What is expected:
Please take the records that follow and repeat exactly the lines starting with the line with "Practice. Put a pin on the black knit" and going on through the line with "Target: black knit beanie".

Supplied entries:
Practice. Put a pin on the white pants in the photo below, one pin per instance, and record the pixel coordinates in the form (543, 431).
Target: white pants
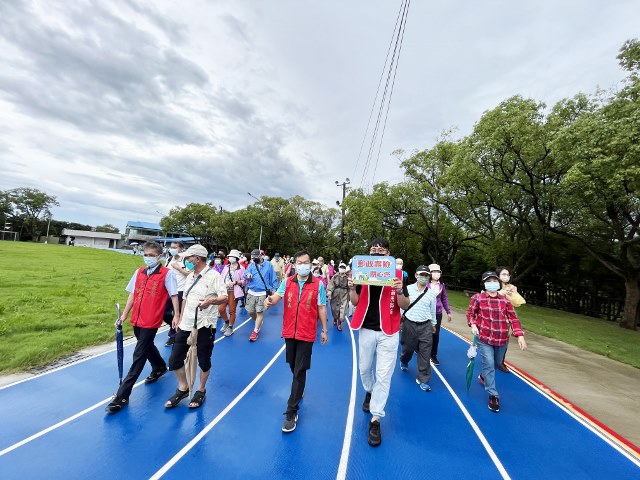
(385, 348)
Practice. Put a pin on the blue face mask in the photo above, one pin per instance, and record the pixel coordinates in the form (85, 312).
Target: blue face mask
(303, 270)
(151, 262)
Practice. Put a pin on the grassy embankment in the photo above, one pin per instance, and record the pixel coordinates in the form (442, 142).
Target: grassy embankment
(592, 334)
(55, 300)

---

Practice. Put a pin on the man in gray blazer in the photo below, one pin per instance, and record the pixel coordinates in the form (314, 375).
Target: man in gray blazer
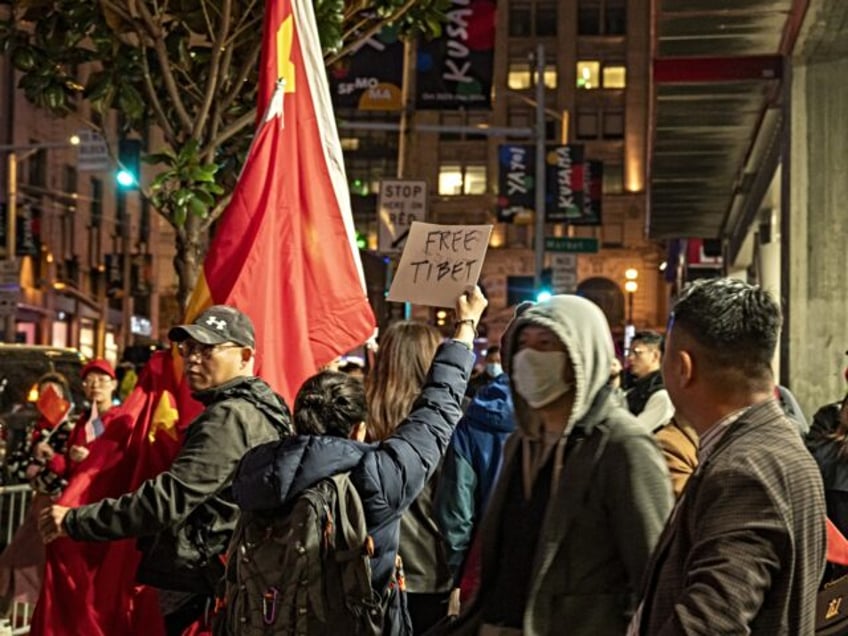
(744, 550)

* * *

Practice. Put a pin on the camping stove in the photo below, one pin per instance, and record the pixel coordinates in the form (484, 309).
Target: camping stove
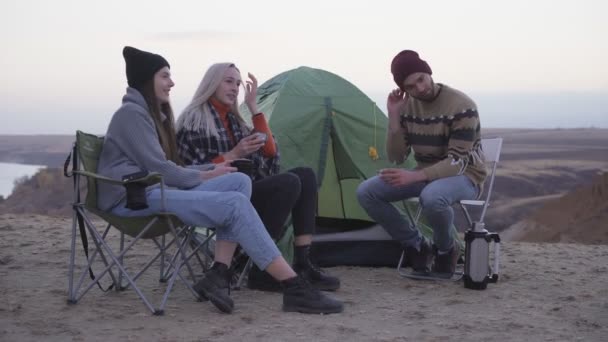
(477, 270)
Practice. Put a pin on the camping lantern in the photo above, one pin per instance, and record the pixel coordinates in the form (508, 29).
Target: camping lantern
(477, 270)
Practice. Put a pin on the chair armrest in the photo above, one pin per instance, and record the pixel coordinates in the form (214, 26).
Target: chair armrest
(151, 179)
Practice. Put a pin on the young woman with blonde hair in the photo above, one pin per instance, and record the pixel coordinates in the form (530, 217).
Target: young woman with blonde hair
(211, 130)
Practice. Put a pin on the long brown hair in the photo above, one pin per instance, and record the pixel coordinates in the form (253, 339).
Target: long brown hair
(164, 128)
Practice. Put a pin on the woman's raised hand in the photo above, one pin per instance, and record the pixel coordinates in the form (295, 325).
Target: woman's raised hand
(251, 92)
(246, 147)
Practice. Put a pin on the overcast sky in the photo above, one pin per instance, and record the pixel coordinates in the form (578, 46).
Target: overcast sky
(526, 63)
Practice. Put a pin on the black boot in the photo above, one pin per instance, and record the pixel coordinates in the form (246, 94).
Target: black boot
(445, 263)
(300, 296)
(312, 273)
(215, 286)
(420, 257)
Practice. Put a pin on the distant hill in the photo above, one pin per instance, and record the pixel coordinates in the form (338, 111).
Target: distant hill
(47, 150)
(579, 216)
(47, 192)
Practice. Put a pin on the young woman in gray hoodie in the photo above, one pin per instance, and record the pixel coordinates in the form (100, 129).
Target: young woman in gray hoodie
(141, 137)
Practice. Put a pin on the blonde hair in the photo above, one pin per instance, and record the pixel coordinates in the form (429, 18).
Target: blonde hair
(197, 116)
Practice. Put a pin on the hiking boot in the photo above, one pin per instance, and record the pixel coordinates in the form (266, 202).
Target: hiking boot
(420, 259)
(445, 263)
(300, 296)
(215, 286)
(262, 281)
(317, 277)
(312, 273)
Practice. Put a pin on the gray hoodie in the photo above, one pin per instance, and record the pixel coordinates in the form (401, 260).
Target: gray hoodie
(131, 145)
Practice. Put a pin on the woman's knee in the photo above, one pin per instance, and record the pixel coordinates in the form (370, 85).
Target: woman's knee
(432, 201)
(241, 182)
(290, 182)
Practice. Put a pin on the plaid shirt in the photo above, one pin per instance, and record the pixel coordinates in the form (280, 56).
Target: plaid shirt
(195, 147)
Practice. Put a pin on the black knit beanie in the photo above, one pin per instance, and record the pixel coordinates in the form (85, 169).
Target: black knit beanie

Output for this exercise:
Practice. Put a pin on the black knit beanie in the photo above, one pin per instance, and record the pixel coordinates in the form (85, 169).
Target: black knit beanie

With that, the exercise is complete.